◆ Detalles del problema ◆
¿Puedes proseguir el texto sobre el servicio militar a partir de su última frase?

A casi nadie le gustaba la mili. O resultaba demasiado dura o suponía una pérdida de tiempo, cuando no las dos cosas a la vez, aunque allí había chicos muy humildes que aprendían a leer y escribir, y las operaciones aritméticas básicas. A eso lo llamaban “Extensión Cultural”, un eufemismo, pues poco había que extender. Hablo con conocimiento de causa porque durante el tiempo que me tocó cumplir este servicio a la patria hube de ocuparme, personalmente, como alférez de complemento que fui en un regimiento de infantería, de que esas clases se dieran con la regularidad establecida. También tuve mucho que ver con la vuelta a casa, con su familia, de un soldado esquizofrénico, tras observar su comportamiento extraño y solicitar una revisión médica. Sobraban algunos más, por supuesto, en aquella maquinaria pensada para la guerra, como los que desfilaban a piñón fijo, que a la hora de la verdad más que ayudar entorpecerían la coordinación de los esfuerzos colectivos.
“Aquí la más principal hazaña es obedecer, y el modo como ha de ser es ni pedir ni rehusar”, rezaba un cartel con estos versos de Calderón de la Barca en lo alto de la entrada al pabellón donde se alojaba mi Compañía. Y para mí que a los muchachos, ya entonces -qué diríamos ahora, en que nada más nacer te nombran rey de la casa-, les costaba más obedecer que el esfuerzo físico, lo que debía de saber bien Calderón, pues si no habría escrito que la más principal hazaña era cargar durante tantos kilómetros con todo el equipo a cincuenta grados bajo el sol, por ejemplo. Pero puso “obedecer”, seguramente teniendo en cuenta el carácter indómito del español, del que los historiadores podrían hablar largo y tendido.

◆ Registros de datos ◆
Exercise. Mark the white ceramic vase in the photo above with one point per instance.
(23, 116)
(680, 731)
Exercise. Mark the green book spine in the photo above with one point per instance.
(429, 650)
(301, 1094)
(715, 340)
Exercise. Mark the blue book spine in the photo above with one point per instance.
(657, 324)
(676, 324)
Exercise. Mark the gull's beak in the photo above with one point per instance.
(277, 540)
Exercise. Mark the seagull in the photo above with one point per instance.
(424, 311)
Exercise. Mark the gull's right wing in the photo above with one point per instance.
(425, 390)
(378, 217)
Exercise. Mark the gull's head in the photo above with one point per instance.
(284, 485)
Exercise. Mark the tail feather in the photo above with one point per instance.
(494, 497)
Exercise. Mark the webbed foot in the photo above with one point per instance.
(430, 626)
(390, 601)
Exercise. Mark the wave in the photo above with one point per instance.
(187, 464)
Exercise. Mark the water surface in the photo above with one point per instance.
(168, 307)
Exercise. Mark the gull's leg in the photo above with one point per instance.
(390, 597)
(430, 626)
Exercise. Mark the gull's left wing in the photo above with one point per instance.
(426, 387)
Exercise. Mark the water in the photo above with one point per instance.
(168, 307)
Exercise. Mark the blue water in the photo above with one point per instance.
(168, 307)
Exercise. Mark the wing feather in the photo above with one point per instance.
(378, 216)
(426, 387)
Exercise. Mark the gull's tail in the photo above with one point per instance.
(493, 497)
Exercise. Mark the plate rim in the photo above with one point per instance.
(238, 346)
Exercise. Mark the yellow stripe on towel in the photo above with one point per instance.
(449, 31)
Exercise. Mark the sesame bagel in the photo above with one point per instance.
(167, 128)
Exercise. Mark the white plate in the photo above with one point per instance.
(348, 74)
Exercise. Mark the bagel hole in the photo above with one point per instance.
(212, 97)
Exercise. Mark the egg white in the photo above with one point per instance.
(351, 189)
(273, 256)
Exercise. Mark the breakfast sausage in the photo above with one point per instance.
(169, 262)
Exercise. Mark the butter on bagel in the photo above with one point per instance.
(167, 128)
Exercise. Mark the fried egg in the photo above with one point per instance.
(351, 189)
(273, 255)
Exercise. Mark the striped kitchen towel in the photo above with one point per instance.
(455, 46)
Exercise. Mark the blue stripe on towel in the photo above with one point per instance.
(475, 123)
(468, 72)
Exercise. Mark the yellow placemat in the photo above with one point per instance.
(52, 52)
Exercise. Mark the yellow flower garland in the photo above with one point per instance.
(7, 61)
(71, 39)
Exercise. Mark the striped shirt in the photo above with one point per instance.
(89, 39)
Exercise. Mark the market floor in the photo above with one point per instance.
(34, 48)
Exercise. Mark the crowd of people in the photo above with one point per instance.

◆ Respuesta al problema ◆
Gracias a la mili, se hacían amigos para siempre. Era una etapa que funcionaba como esas ceremonias de iniciación de otras culturas en que para ingresar en la edad adulta había que sobrevivir en la selva o cazar un elefante. Actualmente tenemos el botellón, ya lo sé, pero antes bastaba con que le vistieran a uno de romano durante unos meses. Claro que en la época de los romanos la mili duraba una media de veinte años, la mitad de la esperanza de vida, que no superaba los cuarenta. Si vis pacem para bellum, que decían ellos. Luego vino la opción de la objeción de conciencia y todo el mundo se empezó a declarar objetor porque ¿dónde va en España la gente?, pues donde va Vicente.
Poco después, sin cámaras de descompresión intermedias, el servicio militar obligatorio desapareció, el Ejército se redujo hasta límites profesionales, y los posibles enemigos a batir supongo que también. En el futuro, según el arte de hacer desaparecer el sol con un dedo, serán los robots quienes nos defiendan. Ayer vi a uno llevando platos en un restaurante. ¿Acaso no podría ese granuja empuñar un arma? Bueno, o una navaja suiza.